## Work instructions
Lay out the items as a Markdown table with the columns "Row" and "Text", starting with the first line and going on through the line that contains "point(158, 538)". Leave out blank lines.
---------- Given records
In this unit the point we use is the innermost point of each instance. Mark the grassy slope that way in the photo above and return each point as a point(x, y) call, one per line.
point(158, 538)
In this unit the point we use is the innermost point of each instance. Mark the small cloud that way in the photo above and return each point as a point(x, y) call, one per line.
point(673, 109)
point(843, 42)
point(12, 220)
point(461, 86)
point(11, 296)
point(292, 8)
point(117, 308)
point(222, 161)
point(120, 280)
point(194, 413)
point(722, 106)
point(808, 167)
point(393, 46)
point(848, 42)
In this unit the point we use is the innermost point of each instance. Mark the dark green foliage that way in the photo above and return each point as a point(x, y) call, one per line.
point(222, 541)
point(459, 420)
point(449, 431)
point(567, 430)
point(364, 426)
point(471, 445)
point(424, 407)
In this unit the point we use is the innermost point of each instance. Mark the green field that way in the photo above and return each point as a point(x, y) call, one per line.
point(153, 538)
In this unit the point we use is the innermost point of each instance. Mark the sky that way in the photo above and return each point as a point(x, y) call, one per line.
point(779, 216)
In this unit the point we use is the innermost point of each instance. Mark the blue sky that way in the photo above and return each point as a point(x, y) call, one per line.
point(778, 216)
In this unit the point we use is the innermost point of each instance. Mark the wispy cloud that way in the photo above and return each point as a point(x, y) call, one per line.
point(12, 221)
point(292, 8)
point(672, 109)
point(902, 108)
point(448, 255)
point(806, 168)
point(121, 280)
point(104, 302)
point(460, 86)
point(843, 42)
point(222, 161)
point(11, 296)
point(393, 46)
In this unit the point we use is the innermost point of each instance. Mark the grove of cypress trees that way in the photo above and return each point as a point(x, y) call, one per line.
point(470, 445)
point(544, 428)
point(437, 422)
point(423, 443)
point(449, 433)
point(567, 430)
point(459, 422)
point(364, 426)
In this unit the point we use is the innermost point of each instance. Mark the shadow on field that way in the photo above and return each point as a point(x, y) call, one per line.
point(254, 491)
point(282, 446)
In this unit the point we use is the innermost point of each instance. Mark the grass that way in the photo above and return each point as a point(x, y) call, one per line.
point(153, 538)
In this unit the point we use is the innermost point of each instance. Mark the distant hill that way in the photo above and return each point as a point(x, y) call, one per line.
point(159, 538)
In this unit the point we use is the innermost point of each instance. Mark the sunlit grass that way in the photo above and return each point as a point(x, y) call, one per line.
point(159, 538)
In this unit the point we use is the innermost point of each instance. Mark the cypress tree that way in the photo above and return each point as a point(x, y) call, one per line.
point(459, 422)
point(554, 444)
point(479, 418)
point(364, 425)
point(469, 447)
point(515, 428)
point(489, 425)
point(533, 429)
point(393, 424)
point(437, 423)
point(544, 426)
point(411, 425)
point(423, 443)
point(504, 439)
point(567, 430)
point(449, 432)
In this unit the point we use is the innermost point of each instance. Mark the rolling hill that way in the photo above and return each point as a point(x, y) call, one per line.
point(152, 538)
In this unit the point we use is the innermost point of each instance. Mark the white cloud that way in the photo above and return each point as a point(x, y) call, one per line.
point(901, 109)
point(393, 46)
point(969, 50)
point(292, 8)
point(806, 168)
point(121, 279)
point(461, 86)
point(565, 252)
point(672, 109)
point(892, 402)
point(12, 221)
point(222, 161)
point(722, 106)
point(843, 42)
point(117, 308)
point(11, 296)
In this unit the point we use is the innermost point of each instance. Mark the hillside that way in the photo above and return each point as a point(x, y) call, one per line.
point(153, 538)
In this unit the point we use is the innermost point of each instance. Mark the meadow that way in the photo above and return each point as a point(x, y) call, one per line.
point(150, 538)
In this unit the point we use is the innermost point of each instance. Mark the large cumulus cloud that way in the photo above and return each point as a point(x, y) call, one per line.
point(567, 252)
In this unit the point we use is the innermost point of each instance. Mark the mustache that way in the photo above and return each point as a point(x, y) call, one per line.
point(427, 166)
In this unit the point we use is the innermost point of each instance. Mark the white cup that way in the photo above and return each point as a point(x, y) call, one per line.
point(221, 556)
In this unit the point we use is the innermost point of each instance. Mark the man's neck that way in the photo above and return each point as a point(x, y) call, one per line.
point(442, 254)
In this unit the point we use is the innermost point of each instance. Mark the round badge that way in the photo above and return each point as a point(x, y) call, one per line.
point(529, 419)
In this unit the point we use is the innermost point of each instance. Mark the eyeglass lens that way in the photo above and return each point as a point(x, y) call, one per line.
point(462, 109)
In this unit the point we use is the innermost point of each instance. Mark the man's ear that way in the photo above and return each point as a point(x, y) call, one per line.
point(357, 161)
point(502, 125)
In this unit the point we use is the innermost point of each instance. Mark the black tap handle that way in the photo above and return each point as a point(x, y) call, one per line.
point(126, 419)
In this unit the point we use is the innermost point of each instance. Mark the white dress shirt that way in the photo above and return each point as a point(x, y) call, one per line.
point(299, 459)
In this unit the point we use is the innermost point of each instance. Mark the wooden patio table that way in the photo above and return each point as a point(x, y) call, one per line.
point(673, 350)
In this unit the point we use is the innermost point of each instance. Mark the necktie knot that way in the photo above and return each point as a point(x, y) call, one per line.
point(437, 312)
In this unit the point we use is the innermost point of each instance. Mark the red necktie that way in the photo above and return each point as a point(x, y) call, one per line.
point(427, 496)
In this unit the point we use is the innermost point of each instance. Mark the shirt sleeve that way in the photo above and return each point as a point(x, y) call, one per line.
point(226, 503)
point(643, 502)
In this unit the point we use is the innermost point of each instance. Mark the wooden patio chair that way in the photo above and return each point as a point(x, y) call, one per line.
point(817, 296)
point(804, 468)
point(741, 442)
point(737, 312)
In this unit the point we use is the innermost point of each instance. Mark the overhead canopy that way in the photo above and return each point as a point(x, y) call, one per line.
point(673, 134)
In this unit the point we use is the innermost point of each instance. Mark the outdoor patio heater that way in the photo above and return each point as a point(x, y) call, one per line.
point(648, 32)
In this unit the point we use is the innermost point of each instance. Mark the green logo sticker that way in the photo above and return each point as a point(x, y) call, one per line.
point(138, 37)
--------------------
## Finished exercise
| Row | Text |
|---|---|
| 1 | In this unit the point we use is the innermost point of each instance. Mark the grassy slope that way in the photo above and return each point as a point(x, y) call, one per line. |
| 2 | point(158, 538) |